▶ DATASET CONTENT:
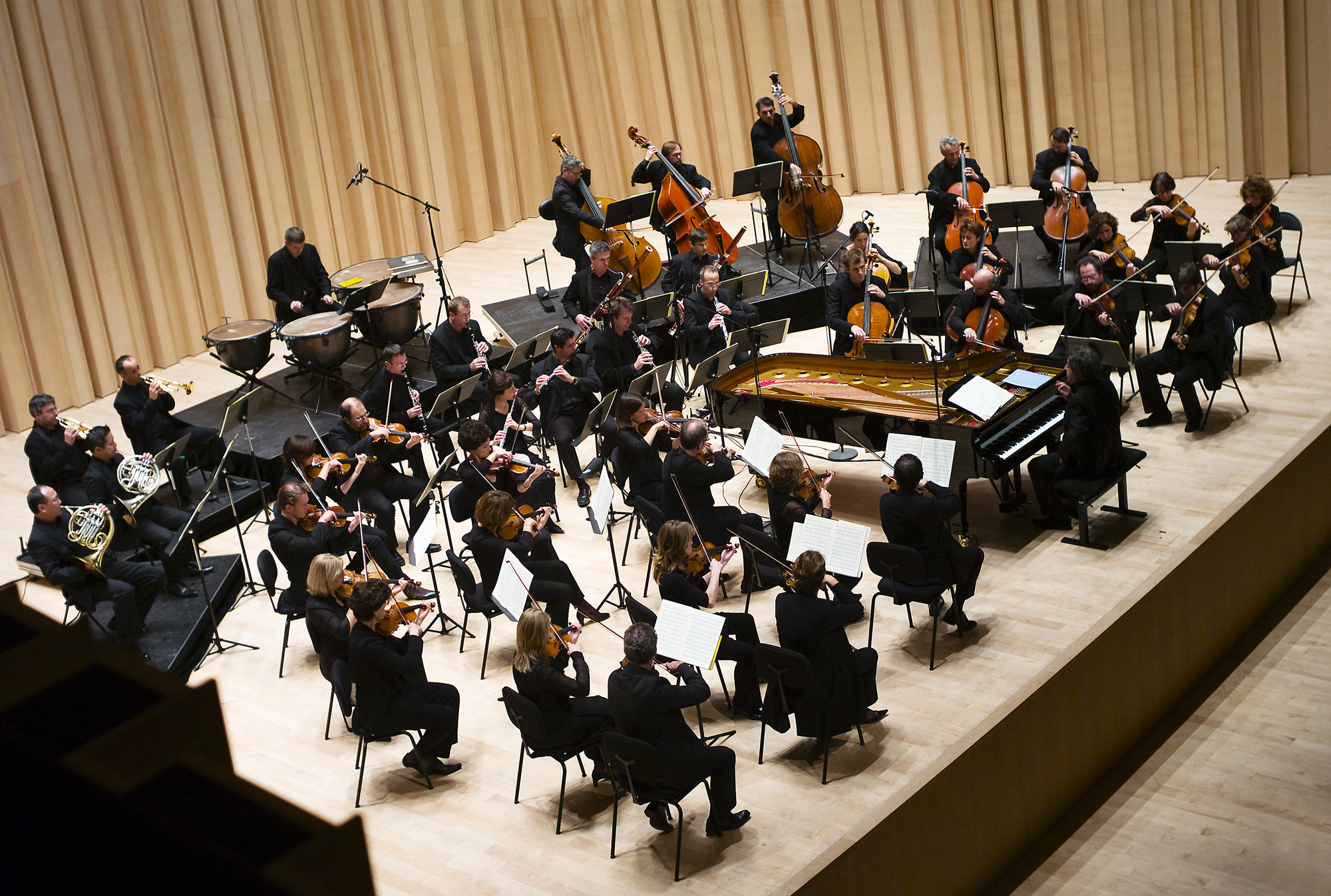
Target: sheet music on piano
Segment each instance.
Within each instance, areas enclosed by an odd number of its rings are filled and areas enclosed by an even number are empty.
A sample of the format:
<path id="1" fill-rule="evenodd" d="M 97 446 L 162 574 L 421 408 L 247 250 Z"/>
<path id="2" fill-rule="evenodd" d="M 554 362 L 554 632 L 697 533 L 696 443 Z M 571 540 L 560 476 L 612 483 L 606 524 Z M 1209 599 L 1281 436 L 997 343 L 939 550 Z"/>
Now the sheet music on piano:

▶ WRITTEN EXERCISE: Format the records above as a numbered list with one line per item. Skip blank lines and leave out the pictures.

▶ RESPONSE FOR THIS EXERCISE:
1. Target: sheet music on piano
2. Segment each instance.
3. Within each instance, areas enclosed by an odd number of its rings are filled and areas enclosed by an even number are empty.
4. A sample of the format:
5. <path id="1" fill-rule="evenodd" d="M 97 446 L 162 574 L 421 408 L 247 250 Z"/>
6. <path id="2" fill-rule="evenodd" d="M 554 362 L 554 632 L 697 533 L 696 443 Z M 571 540 L 560 476 L 612 483 L 606 524 Z M 1209 599 L 1281 436 L 997 343 L 939 550 Z"/>
7. Now the sheet music on piano:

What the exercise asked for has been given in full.